▶ [Goal of the exercise] Identify the line that contains "Find the **bird's head**;" in the material. Output it and every line after it, unchanged, through the end.

▶ [Information provided]

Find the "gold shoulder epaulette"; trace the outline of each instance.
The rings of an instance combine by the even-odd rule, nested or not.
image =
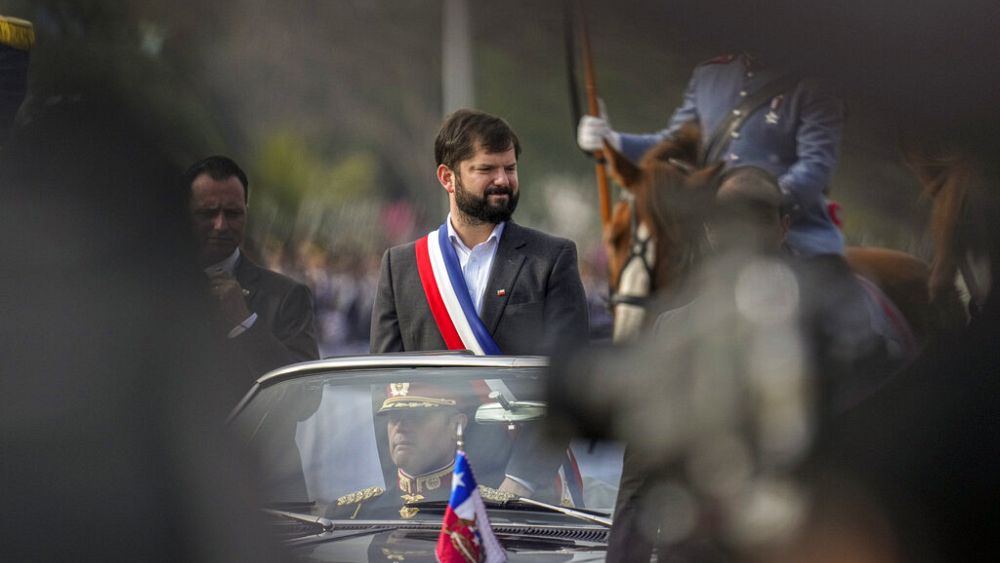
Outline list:
[[[486,485],[479,485],[479,496],[483,497],[485,500],[493,502],[507,502],[509,500],[514,500],[517,495],[514,493],[508,493],[501,491],[500,489],[494,489],[493,487],[487,487]]]
[[[0,44],[30,51],[35,44],[35,28],[27,20],[0,16]]]
[[[360,491],[354,491],[353,493],[348,493],[337,499],[337,506],[345,506],[348,504],[357,504],[359,502],[364,502],[368,499],[373,499],[382,493],[385,489],[382,487],[368,487],[366,489],[361,489]]]

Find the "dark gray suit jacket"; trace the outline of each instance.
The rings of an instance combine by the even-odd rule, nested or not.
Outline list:
[[[420,283],[415,245],[396,246],[382,256],[372,313],[373,353],[447,349]],[[576,245],[508,222],[480,317],[504,354],[544,355],[563,345],[586,345],[587,298]]]
[[[245,255],[235,275],[249,292],[247,308],[257,313],[249,330],[229,340],[250,375],[256,378],[286,364],[319,359],[309,288],[261,268]]]

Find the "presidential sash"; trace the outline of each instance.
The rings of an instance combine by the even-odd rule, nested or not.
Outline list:
[[[476,313],[458,254],[448,239],[447,224],[417,241],[417,271],[449,350],[472,350],[477,356],[502,354]]]
[[[417,240],[416,253],[420,284],[424,287],[427,305],[445,346],[449,350],[471,350],[477,356],[502,354],[476,313],[458,254],[448,237],[448,224],[442,223],[436,231]],[[494,399],[496,393],[507,401],[517,400],[501,379],[474,381],[473,384],[479,389],[483,401]],[[569,449],[566,454],[567,459],[556,477],[555,489],[562,493],[562,502],[583,507],[583,479],[580,477],[580,469]]]

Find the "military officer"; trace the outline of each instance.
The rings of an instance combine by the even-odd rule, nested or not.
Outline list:
[[[467,391],[463,393],[463,391]],[[419,501],[447,501],[455,468],[458,427],[468,423],[471,388],[444,388],[423,382],[392,383],[377,411],[386,419],[389,456],[396,482],[388,490],[367,487],[337,499],[327,510],[333,519],[413,518]],[[480,485],[487,500],[514,495]]]
[[[593,151],[607,141],[634,162],[690,122],[700,125],[707,142],[744,100],[790,74],[765,66],[746,53],[716,57],[695,68],[683,103],[666,129],[650,134],[619,133],[606,118],[584,116],[577,142],[580,148]],[[837,164],[844,105],[815,80],[789,84],[783,93],[752,110],[729,134],[721,158],[727,167],[758,166],[778,178],[793,212],[787,244],[795,254],[843,254],[843,236],[827,210],[824,190]]]

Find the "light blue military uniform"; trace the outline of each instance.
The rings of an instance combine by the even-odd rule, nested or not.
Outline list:
[[[622,153],[638,162],[653,145],[682,125],[697,121],[707,138],[746,96],[779,76],[746,55],[725,55],[695,68],[666,129],[648,135],[621,134]],[[795,207],[788,246],[800,256],[843,254],[844,238],[826,209],[823,189],[837,164],[844,105],[812,80],[776,96],[733,133],[727,167],[754,165],[778,177]]]

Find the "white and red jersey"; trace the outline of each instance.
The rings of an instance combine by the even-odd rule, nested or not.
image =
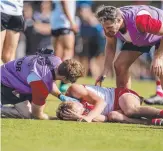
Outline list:
[[[94,92],[106,102],[106,107],[103,110],[103,115],[108,115],[114,110],[115,88],[104,88],[94,85],[85,85],[85,88]],[[84,104],[85,108],[91,110],[93,107],[88,103]]]
[[[127,88],[105,88],[105,87],[94,86],[94,85],[84,85],[84,87],[87,90],[92,91],[95,94],[97,94],[106,102],[106,107],[101,113],[102,115],[105,115],[105,116],[107,116],[108,113],[111,111],[120,110],[118,101],[119,101],[119,97],[122,94],[130,93],[139,97],[139,95],[136,92]],[[89,103],[87,103],[86,100],[82,100],[81,103],[84,105],[86,109],[84,114],[88,114],[94,107],[93,105],[90,105]]]

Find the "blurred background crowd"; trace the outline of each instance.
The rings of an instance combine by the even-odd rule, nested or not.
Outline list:
[[[163,9],[163,1],[76,1],[77,32],[73,57],[79,60],[86,68],[86,76],[97,78],[103,70],[105,35],[94,13],[100,5],[121,7],[124,5],[152,5]],[[21,32],[16,58],[35,54],[37,48],[55,48],[52,44],[51,13],[56,6],[52,1],[25,1],[24,2],[24,32]],[[59,15],[59,14],[58,14]],[[69,41],[69,39],[67,39]],[[117,42],[117,53],[121,41]],[[131,74],[135,79],[152,80],[150,62],[154,48],[150,53],[143,54],[132,66]],[[108,75],[114,77],[113,69]]]

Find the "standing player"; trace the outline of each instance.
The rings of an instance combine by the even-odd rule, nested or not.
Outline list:
[[[24,29],[23,0],[1,0],[1,59],[4,63],[15,58],[20,31]]]
[[[141,54],[149,52],[153,45],[156,45],[156,50],[151,70],[163,86],[163,10],[145,5],[121,8],[102,6],[96,16],[107,38],[104,70],[96,84],[101,84],[112,66],[116,40],[120,38],[124,44],[114,62],[117,87],[131,87],[129,67]]]
[[[53,1],[54,10],[51,15],[51,28],[53,46],[56,56],[62,60],[71,59],[74,56],[74,33],[78,31],[75,23],[76,1]],[[68,85],[61,83],[60,90],[66,91]]]
[[[141,106],[139,95],[127,88],[72,84],[66,95],[79,99],[80,103],[61,103],[57,116],[64,120],[163,125],[163,110]]]
[[[83,75],[84,69],[79,62],[72,59],[62,62],[49,49],[8,62],[1,66],[1,103],[13,104],[14,108],[2,106],[1,110],[11,116],[21,113],[21,117],[30,118],[32,113],[35,118],[49,119],[44,113],[49,93],[61,101],[72,99],[61,94],[55,81],[74,83]],[[24,113],[22,106],[28,109],[27,112]]]

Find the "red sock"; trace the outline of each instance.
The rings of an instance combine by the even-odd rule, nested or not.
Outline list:
[[[159,116],[163,118],[163,110],[160,111]]]
[[[163,119],[155,118],[152,119],[152,125],[163,125]]]
[[[163,90],[162,90],[162,87],[161,87],[160,80],[156,81],[156,94],[163,97]]]

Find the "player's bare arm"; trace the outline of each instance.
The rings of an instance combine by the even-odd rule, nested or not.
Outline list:
[[[32,116],[36,119],[47,120],[48,115],[44,113],[45,100],[48,96],[48,89],[45,83],[40,81],[34,81],[30,83],[32,89]]]
[[[96,80],[96,85],[100,82],[101,86],[101,82],[107,76],[110,68],[112,68],[112,63],[116,53],[116,42],[117,39],[115,37],[106,36],[104,69],[102,75]]]
[[[105,62],[104,62],[104,71],[103,75],[106,76],[116,53],[116,38],[106,37],[106,46],[105,46]]]
[[[94,109],[83,117],[87,122],[91,122],[94,118],[99,116],[106,106],[106,103],[101,97],[85,89],[83,85],[73,84],[69,90],[69,94],[77,99],[87,100],[89,104],[94,105]]]

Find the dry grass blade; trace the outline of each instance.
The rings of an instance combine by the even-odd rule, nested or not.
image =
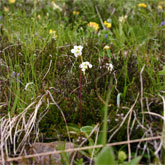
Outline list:
[[[109,144],[106,144],[106,146],[111,147],[111,146],[123,145],[123,144],[128,144],[128,143],[138,143],[138,142],[144,142],[144,141],[160,140],[161,138],[162,138],[161,136],[156,136],[156,137],[149,137],[149,138],[143,138],[143,139],[135,139],[135,140],[130,140],[130,141],[109,143]],[[77,152],[77,151],[89,150],[89,149],[94,149],[94,148],[102,148],[102,147],[104,147],[104,145],[100,144],[100,145],[96,145],[96,146],[87,146],[87,147],[73,148],[73,149],[67,149],[67,150],[62,150],[62,151],[39,153],[39,154],[33,154],[33,155],[27,155],[27,156],[20,156],[20,157],[16,157],[16,158],[7,158],[6,162],[13,162],[13,161],[21,160],[21,159],[35,158],[35,157],[39,157],[39,156],[61,154],[61,153],[65,153],[65,152]]]
[[[0,119],[0,149],[2,164],[5,164],[5,157],[9,155],[21,155],[26,142],[30,138],[30,134],[36,128],[38,110],[43,103],[43,98],[46,94],[42,95],[37,102],[37,99],[28,105],[23,112],[18,115],[12,116],[9,114]],[[35,107],[34,107],[35,106]],[[28,111],[34,111],[28,115]],[[27,117],[28,116],[28,117]],[[35,129],[38,132],[38,129]],[[13,145],[9,148],[8,145]]]
[[[113,136],[119,131],[119,129],[123,126],[124,122],[126,121],[128,115],[132,112],[134,106],[136,105],[137,103],[137,100],[138,100],[138,97],[139,97],[139,93],[137,94],[137,97],[136,97],[136,100],[134,102],[134,104],[131,106],[130,110],[128,111],[128,113],[125,115],[123,121],[121,122],[121,124],[119,125],[119,127],[112,133],[112,135],[109,137],[108,139],[108,142],[111,141],[111,139],[113,138]]]

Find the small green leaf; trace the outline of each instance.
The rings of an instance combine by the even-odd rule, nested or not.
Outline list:
[[[163,66],[163,70],[159,72],[160,75],[165,75],[165,66]]]
[[[95,158],[96,165],[116,164],[112,148],[104,147]]]
[[[88,135],[91,133],[92,130],[93,130],[92,126],[84,126],[84,127],[80,128],[81,132],[88,134]]]

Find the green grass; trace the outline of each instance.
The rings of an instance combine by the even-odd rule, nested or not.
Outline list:
[[[146,3],[147,8],[138,7],[139,3]],[[159,95],[164,94],[165,79],[159,72],[165,65],[165,26],[161,26],[161,22],[165,21],[165,4],[161,4],[160,10],[160,3],[159,0],[61,0],[56,2],[61,8],[59,10],[53,9],[52,2],[48,0],[16,0],[14,4],[1,0],[0,117],[8,113],[11,117],[20,114],[49,91],[69,126],[79,130],[82,126],[100,123],[97,144],[101,143],[102,131],[105,144],[115,127],[122,122],[121,114],[125,116],[128,113],[139,93],[143,98],[139,96],[133,109],[131,139],[161,134],[163,121],[155,116],[144,115],[141,124],[145,129],[139,124],[143,117],[142,109],[163,115]],[[73,15],[74,10],[79,11],[79,15]],[[121,16],[127,16],[124,22],[119,22]],[[111,22],[112,28],[102,27],[105,20]],[[99,30],[95,32],[89,28],[89,22],[99,24]],[[56,31],[56,38],[49,33],[50,29]],[[92,64],[92,68],[82,75],[82,122],[79,112],[80,68],[71,53],[74,45],[83,46],[83,60]],[[110,49],[104,50],[105,45]],[[106,63],[113,64],[112,72],[107,71]],[[106,101],[109,90],[110,98]],[[59,108],[49,95],[42,102],[39,112],[44,112],[46,107],[48,109],[39,124],[44,141],[58,139],[57,136],[61,140],[68,139],[66,123]],[[105,108],[106,102],[111,106]],[[29,110],[29,115],[32,112],[32,109]],[[127,123],[128,120],[111,142],[127,140]],[[146,134],[148,129],[151,131]],[[71,134],[72,141],[84,136],[80,132]],[[95,141],[96,134],[91,138]],[[143,142],[141,148],[145,144]],[[116,147],[115,152],[121,148]],[[142,163],[154,163],[158,157],[154,155],[157,148],[153,143],[147,146],[144,153],[143,149],[136,149],[137,144],[132,144],[132,157],[141,155]],[[128,154],[127,147],[123,150]],[[160,155],[158,159],[161,162]]]

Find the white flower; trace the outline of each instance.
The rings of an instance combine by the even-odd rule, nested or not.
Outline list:
[[[105,66],[106,66],[106,68],[107,68],[110,72],[112,72],[112,70],[113,70],[113,65],[112,65],[111,63],[106,63]]]
[[[86,61],[86,62],[83,62],[82,64],[80,64],[80,68],[85,73],[86,69],[92,68],[92,64],[90,64],[88,61]]]
[[[74,49],[72,49],[71,52],[74,53],[75,57],[78,57],[82,55],[82,49],[83,47],[81,45],[75,45]]]

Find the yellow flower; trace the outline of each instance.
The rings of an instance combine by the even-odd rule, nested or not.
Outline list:
[[[158,5],[158,9],[162,10],[163,9],[162,5]]]
[[[10,4],[15,3],[16,0],[8,0]]]
[[[75,10],[73,11],[73,15],[79,15],[79,13],[80,13],[79,11],[75,11]]]
[[[144,8],[147,7],[147,5],[146,5],[145,3],[139,3],[138,6],[139,6],[139,7],[144,7]]]
[[[105,45],[103,49],[108,50],[108,49],[110,49],[110,47],[108,45]]]
[[[104,25],[108,29],[110,29],[112,27],[112,24],[111,23],[108,23],[107,21],[104,21]]]
[[[58,6],[54,1],[52,1],[52,7],[53,7],[53,10],[58,9],[58,10],[62,11],[62,8],[60,6]]]
[[[87,26],[93,28],[96,32],[99,29],[99,24],[97,24],[96,22],[89,22]]]
[[[55,30],[50,29],[49,30],[49,34],[52,35],[53,38],[57,38],[57,35],[56,35],[56,31]]]
[[[8,8],[8,7],[4,7],[3,10],[4,10],[5,12],[9,12],[9,8]]]

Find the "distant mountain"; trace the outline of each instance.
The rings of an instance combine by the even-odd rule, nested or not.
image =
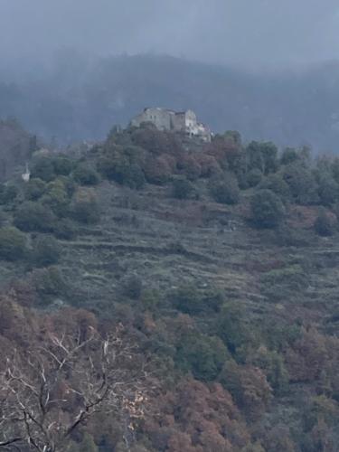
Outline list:
[[[246,139],[334,152],[339,143],[339,63],[254,74],[165,56],[74,57],[36,73],[0,83],[0,117],[61,143],[100,139],[146,106],[193,108],[214,131]]]

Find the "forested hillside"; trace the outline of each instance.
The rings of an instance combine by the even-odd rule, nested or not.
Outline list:
[[[339,158],[146,124],[30,165],[0,187],[0,449],[338,450]]]
[[[165,56],[89,61],[66,52],[49,71],[19,76],[19,69],[10,82],[0,80],[0,118],[18,118],[61,144],[102,139],[112,124],[156,106],[193,108],[213,131],[241,130],[247,140],[337,151],[337,63],[254,74]]]

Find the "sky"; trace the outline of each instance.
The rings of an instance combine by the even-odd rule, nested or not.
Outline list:
[[[165,53],[250,68],[339,58],[337,0],[0,0],[0,64]],[[1,67],[0,67],[1,71]]]

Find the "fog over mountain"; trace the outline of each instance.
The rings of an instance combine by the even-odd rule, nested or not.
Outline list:
[[[334,0],[2,0],[3,63],[58,48],[161,52],[259,68],[337,57]]]
[[[338,25],[334,0],[2,0],[0,117],[69,143],[192,108],[216,132],[336,151]]]

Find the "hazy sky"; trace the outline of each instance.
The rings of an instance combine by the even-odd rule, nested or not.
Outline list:
[[[339,57],[337,0],[0,0],[0,57],[162,52],[250,67]]]

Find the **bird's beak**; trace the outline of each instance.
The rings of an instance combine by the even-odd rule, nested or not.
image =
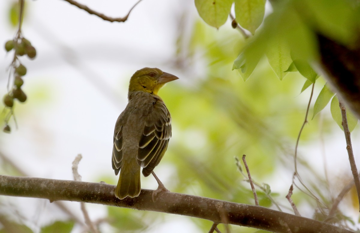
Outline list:
[[[179,78],[171,74],[164,72],[164,73],[162,74],[158,79],[158,84],[166,83],[174,80],[179,79]]]

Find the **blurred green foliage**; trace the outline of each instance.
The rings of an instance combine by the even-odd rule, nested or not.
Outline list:
[[[225,23],[233,2],[195,1],[200,16],[217,28]],[[255,5],[248,6],[247,15],[237,7],[248,1],[235,1],[235,10],[238,22],[253,34],[261,23],[259,19],[263,17],[265,1],[251,1]],[[191,65],[199,61],[203,64],[199,76],[180,77],[190,84],[172,83],[159,93],[172,118],[173,138],[159,166],[171,167],[171,183],[165,185],[170,186],[172,191],[253,204],[247,178],[239,171],[244,170],[243,166],[238,167],[235,159],[246,154],[252,176],[258,185],[260,205],[276,208],[274,201],[278,202],[282,210],[288,210],[282,204],[284,197],[279,194],[283,189],[274,190],[273,184],[264,184],[262,181],[270,183],[269,178],[274,177],[275,183],[279,181],[274,176],[280,170],[290,174],[293,171],[294,148],[310,98],[310,90],[305,91],[306,88],[315,83],[314,96],[320,93],[309,116],[318,114],[333,95],[323,89],[324,81],[308,63],[318,59],[314,32],[344,43],[354,43],[360,23],[360,17],[356,16],[360,11],[350,0],[278,1],[255,36],[247,40],[236,30],[223,27],[216,31],[197,21],[186,38],[189,43],[177,43],[177,51],[185,51]],[[15,13],[11,13],[12,17]],[[336,98],[333,98],[332,106]],[[323,116],[321,122],[319,117],[313,117],[306,125],[301,135],[302,145],[313,143],[320,127],[324,133],[332,130],[333,122],[330,115]],[[297,205],[312,206],[316,210],[315,217],[323,219],[324,213],[317,212],[319,206],[329,208],[332,203],[323,174],[314,171],[300,155],[298,162],[307,172],[310,188],[319,199],[296,191],[293,200]],[[284,184],[285,189],[291,185]],[[120,229],[122,232],[142,232],[164,219],[161,213],[112,206],[107,210],[106,220],[114,232]],[[199,232],[208,230],[212,224],[191,219]],[[43,228],[41,232],[50,232],[55,224],[59,229],[64,228],[61,232],[69,232],[73,227],[71,223],[57,222]],[[224,225],[219,227],[226,232]],[[232,232],[263,231],[230,227]]]

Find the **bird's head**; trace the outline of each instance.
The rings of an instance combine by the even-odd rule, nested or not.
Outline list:
[[[130,79],[129,93],[140,91],[157,95],[165,83],[178,79],[157,68],[143,68],[135,72]]]

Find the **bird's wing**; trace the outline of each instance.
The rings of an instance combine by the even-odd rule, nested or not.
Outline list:
[[[116,175],[119,173],[122,163],[122,122],[124,115],[124,112],[123,112],[119,116],[114,131],[114,144],[111,162]]]
[[[138,163],[145,176],[150,174],[162,158],[171,136],[171,118],[161,99],[145,117],[143,135],[138,151]]]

▶ [Complete response]
Find the **bird's head**; trace the outline of each instance.
The rings of an instance combine by the even-odd rule, nested or not.
Outline list:
[[[130,79],[129,93],[140,91],[157,95],[165,83],[178,79],[157,68],[143,68],[135,72]]]

Find the **bird's wing**; trace the outline of each instance.
The rings of an instance combine by the even-odd rule, nested or not.
Outline list:
[[[116,175],[119,173],[122,163],[122,122],[124,115],[124,112],[123,112],[119,116],[114,131],[114,144],[111,162]]]
[[[138,163],[145,176],[150,174],[162,158],[171,136],[171,118],[161,99],[145,117],[143,135],[138,151]]]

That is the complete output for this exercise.